#### What is required
Below are records; give the number of their lines that contain "beach", and only that number.
START Provided material
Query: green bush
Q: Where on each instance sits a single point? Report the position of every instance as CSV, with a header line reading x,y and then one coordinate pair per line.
END Provided material
START Provided material
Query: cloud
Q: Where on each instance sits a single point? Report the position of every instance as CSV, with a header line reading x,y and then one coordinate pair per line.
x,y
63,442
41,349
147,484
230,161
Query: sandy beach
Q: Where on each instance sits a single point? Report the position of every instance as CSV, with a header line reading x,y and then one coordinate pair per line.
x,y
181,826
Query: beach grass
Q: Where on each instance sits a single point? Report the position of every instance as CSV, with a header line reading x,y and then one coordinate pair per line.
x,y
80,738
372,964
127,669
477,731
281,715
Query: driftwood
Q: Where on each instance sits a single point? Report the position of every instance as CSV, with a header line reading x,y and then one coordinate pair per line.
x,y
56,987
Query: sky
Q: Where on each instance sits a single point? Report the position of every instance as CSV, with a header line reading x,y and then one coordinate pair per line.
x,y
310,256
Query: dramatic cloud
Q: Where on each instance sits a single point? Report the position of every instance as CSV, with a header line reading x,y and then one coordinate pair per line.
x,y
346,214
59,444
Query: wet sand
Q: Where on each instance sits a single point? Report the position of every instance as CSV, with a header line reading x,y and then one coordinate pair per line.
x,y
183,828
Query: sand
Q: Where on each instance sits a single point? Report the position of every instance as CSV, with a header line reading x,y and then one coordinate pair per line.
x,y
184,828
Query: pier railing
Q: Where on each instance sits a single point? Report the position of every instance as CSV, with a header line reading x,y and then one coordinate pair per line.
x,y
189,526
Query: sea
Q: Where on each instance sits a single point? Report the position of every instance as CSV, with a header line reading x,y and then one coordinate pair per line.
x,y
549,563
END Provided material
START Provided material
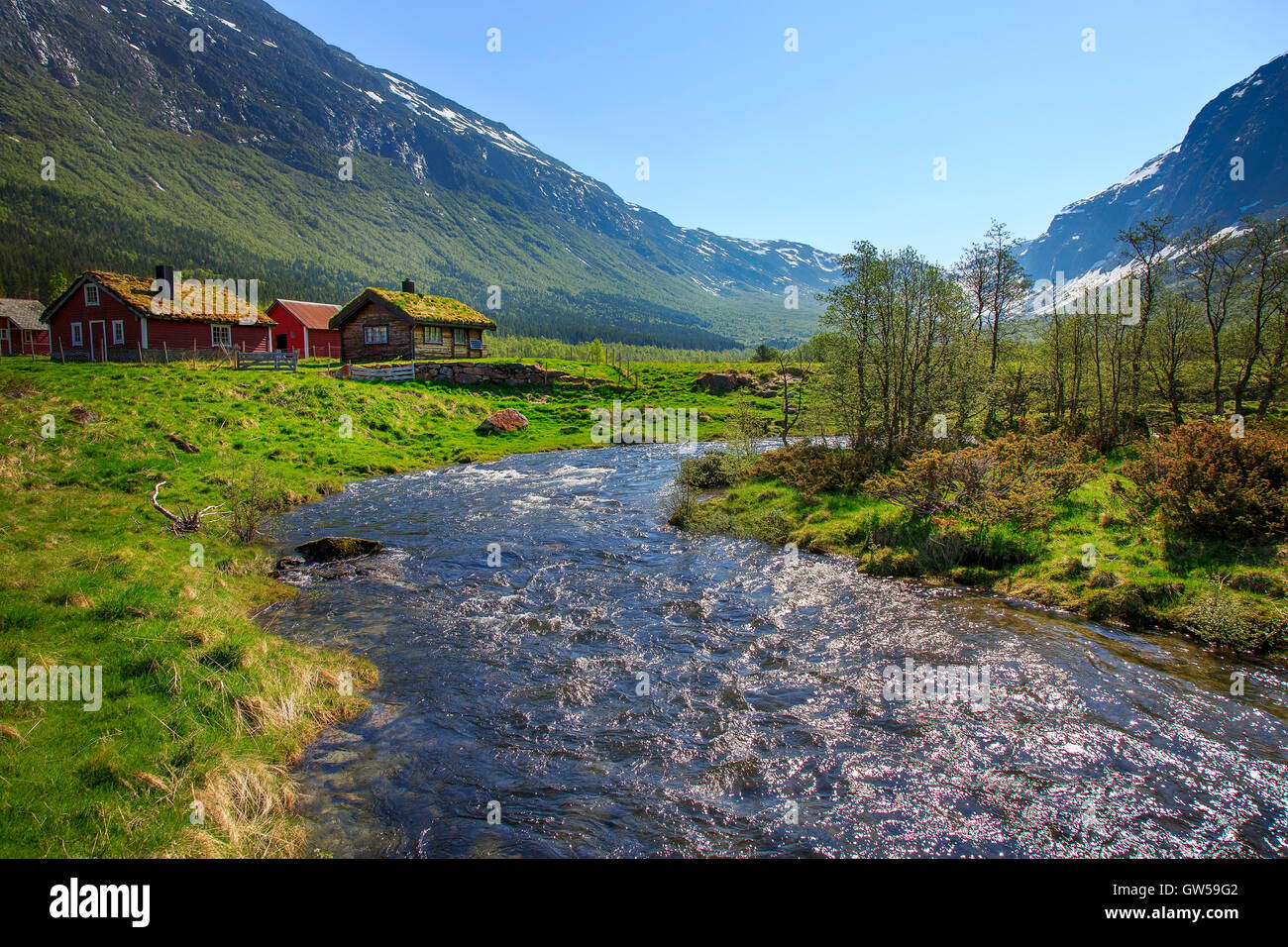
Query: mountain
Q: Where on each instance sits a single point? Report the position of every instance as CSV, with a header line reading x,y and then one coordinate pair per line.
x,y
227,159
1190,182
END Provided material
#### Written response
2